● The problem: Copy the data below verbatim, leaving every line as it is.

● Given data:
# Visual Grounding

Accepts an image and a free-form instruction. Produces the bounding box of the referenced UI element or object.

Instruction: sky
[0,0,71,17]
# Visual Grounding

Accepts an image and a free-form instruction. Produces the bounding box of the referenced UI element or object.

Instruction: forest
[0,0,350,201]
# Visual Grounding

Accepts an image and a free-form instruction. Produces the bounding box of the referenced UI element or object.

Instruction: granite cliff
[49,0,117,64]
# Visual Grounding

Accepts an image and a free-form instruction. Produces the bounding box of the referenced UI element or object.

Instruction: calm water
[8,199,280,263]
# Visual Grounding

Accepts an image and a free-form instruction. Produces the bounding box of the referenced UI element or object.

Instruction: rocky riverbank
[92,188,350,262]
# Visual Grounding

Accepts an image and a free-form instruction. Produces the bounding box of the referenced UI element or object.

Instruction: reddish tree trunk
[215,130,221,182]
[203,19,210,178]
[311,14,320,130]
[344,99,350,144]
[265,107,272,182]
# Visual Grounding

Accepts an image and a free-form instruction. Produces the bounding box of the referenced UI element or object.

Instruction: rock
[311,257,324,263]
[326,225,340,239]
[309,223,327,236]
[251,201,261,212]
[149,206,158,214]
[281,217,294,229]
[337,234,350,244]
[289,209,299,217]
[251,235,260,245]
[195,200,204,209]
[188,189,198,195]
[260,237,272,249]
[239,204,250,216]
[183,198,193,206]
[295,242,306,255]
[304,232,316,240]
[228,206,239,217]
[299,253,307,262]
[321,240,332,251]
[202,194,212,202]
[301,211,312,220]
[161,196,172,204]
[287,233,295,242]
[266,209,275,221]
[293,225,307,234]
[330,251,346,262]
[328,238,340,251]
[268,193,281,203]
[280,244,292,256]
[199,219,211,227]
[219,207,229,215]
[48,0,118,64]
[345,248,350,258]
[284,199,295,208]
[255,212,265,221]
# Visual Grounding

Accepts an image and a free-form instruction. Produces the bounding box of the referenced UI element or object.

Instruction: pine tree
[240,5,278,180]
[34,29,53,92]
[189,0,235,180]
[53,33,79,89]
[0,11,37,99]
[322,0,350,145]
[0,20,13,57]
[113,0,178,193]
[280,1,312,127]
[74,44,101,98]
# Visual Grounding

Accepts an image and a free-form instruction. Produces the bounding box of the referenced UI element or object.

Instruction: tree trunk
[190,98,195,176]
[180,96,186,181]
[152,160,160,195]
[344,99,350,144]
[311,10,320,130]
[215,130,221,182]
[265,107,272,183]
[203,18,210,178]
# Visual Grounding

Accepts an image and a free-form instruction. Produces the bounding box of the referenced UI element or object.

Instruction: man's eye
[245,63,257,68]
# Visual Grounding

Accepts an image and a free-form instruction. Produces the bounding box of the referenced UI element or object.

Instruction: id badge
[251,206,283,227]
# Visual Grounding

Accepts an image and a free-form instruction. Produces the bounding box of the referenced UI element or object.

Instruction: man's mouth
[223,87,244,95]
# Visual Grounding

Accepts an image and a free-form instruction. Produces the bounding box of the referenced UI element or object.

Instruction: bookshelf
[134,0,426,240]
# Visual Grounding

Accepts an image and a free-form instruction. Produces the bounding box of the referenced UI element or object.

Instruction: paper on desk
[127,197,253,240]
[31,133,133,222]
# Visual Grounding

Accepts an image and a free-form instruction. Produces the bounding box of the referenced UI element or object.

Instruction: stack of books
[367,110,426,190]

● Correct response:
# Visual Grounding

Accepts an image and a free-form instruction. Produces the bounding box of the referenced UI element or object.

Instruction: sky
[0,0,71,17]
# Visual Grounding

Accepts an image and a free-form instruction. Produces the bounding box of the referenced UI element or object.

Instruction: forest
[0,0,350,201]
# Visual Grounding

Accepts an image and a free-form instruction. Produces the bounding box of the referenced UI element or object.

Instruction: granite cliff
[49,0,117,64]
# Visual Grounding

Accepts an image and a free-form instruction. Produces the bounding box of the referenced UI element or object.

Instruction: calm water
[8,199,280,263]
# Visual Grounding

Accepts an image and a free-form instruction. Produces the bounding box of the referenced UI element or object.

Instruction: rocky riverbank
[92,188,350,262]
# Visual Grounding

Accepts an image and a free-form instruction. Produces the bounding box of the referenced UI element or object.

Instruction: reddish tree trunk
[215,130,221,182]
[203,19,210,178]
[311,14,320,130]
[344,99,350,144]
[265,107,272,182]
# Visual Grounding

Accepts an image and a free-form instruction. Produces the bounding box of the referenced UI element or object.

Instruction: rock
[311,257,324,263]
[326,225,340,239]
[309,223,327,236]
[251,201,261,212]
[149,206,158,214]
[281,217,294,229]
[337,234,350,244]
[289,209,299,217]
[251,235,260,245]
[195,200,204,209]
[188,189,198,195]
[260,237,272,249]
[239,204,250,216]
[183,198,193,206]
[295,242,306,255]
[304,232,316,240]
[228,206,239,217]
[299,253,307,262]
[321,240,332,251]
[202,194,212,202]
[301,211,312,220]
[161,196,172,204]
[287,233,295,242]
[266,209,275,221]
[293,225,307,234]
[330,251,346,262]
[328,238,340,251]
[268,193,281,203]
[280,244,292,256]
[199,219,211,227]
[219,207,229,215]
[48,0,118,64]
[345,248,350,258]
[284,199,295,208]
[255,212,265,221]
# Visual Grounding

Accepts an image and a free-form instruction. Produces the bounding box of the referenced UI element or object.

Instruction: pine tree
[240,5,278,180]
[34,29,53,92]
[189,0,235,180]
[53,33,79,89]
[0,11,37,99]
[322,0,350,145]
[0,20,13,57]
[113,0,178,193]
[280,1,312,127]
[74,44,101,98]
# Visual Grounding

Accepts an image and a free-form instruction. Produces the bounding box of the referenced UI element or object.

Instruction: tree trunk
[190,98,195,176]
[180,96,186,181]
[152,160,160,195]
[344,99,350,144]
[311,10,320,130]
[215,130,221,182]
[265,107,272,183]
[203,18,210,178]
# Visual Grounding

Accepts an image and a free-form instruction. Produces the bounding box of the referenced UI element or object.

Instruction: man's eye
[245,63,257,68]
# Visual Grounding

Accepts an image and a free-form instruction. Produces the bounding box of the referenced UI element or object.

Instruction: id badge
[251,206,283,227]
# Visual Grounding

Accepts an image and a free-form instruction. Produces the bounding box of the referenced UI element or object.

Instruction: man's mouth
[223,87,244,95]
# Visual Grounding

Accepts an image and a free-form instruction. Produces the bounding box of the referenced UI element or object.

Instruction: bookshelf
[134,0,426,240]
# Visual Grounding

Accepts an image and a free-form instruction. Produces the bounding box of the referenced UI element or object.

Instruction: paper on desk
[127,197,253,240]
[31,133,133,222]
# Visual Grounding

Accepts an image and a free-form instruction. Produces the bounding box of the referenced UI element or object.

Instruction: stack of books
[367,110,426,190]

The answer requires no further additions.